:: Aufgabenstellung ::
Gib aus dem Text über die vergrabenen Sonnensteine den Teil zwischen „Welcher Hintergrund könnte“ und „erläutern die Wissenschaftler.“, beide eingeschlossen, wortgetreu wieder.

:: Text ::
==================================================
Welcher Hintergrund könnte das Vergraben der Sonnensteine zugrunde liegen? Die Forschungsgruppe um Rune Iversen untersuchte gezielt Ereignisse, die mit der Sonne in Verbindung stehen könnten. „Ein solches Ereignis könnte eine Naturkatastrophe oder ein Klimaphänomen gewesen sein, das die Sonne verhüllte und die Ernten beeinträchtigte“, erläutern die Wissenschaftler.
Im entsprechenden Zeitfenster konnten durch die Analyse von Seesedimenten aus der Eifel, Jahrringen von Bäumen in Mitteleuropa sowie Eisbohrkernen aus Grönland zwei größere vulkanische Ereignisse nachgewiesen werden, die auf 2931 vor Christus und 2910 vor Christus datiert werden. Der zweite Ausbruch, der einem bislang unbekannten Vulkan zugeschrieben wird, könnte für eine signifikante klimatische Abkühlung sowie eine Verdunkelung der Sonne verantwortlich gewesen sein.
==================================================
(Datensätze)
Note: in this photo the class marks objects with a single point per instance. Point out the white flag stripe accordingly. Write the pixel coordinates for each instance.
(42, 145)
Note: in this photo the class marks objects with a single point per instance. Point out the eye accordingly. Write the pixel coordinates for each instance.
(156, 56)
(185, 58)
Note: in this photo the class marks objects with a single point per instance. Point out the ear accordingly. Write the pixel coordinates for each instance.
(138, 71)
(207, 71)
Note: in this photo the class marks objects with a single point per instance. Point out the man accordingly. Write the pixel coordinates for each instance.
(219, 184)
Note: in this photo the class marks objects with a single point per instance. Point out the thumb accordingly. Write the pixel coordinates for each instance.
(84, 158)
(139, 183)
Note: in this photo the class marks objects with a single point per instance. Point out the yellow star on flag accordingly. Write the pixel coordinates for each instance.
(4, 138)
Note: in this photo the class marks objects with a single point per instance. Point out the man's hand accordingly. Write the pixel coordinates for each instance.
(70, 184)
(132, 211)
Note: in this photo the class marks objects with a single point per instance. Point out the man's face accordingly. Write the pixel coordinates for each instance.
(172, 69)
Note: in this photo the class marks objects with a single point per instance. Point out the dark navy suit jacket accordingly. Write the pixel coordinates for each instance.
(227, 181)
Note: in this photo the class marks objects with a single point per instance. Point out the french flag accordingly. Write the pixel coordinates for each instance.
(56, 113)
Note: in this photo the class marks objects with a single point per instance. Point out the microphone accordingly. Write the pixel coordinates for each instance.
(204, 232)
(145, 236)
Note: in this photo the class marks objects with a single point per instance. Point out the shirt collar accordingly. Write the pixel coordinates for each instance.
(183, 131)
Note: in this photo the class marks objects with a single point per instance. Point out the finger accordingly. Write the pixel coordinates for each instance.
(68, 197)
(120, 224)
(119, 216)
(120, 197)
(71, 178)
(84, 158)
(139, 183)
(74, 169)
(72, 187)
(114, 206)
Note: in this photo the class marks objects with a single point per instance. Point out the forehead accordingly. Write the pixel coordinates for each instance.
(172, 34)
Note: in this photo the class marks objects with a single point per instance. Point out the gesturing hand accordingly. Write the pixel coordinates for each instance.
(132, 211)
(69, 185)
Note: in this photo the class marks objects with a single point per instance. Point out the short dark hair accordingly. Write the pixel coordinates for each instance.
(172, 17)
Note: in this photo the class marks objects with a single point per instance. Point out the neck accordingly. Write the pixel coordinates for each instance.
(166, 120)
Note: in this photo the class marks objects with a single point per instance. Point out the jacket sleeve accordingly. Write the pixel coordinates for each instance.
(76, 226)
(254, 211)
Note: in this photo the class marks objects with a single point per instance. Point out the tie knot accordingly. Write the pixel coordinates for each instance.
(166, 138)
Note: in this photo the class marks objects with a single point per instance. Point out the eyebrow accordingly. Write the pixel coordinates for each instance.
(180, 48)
==================================================
:: Lösung ::
Welcher Hintergrund könnte das Vergraben der Sonnensteine zugrunde liegen? Die Forschungsgruppe um Rune Iversen untersuchte gezielt Ereignisse, die mit der Sonne in Verbindung stehen könnten. „Ein solches Ereignis könnte eine Naturkatastrophe oder ein Klimaphänomen gewesen sein, das die Sonne verhüllte und die Ernten beeinträchtigte“, erläutern die Wissenschaftler.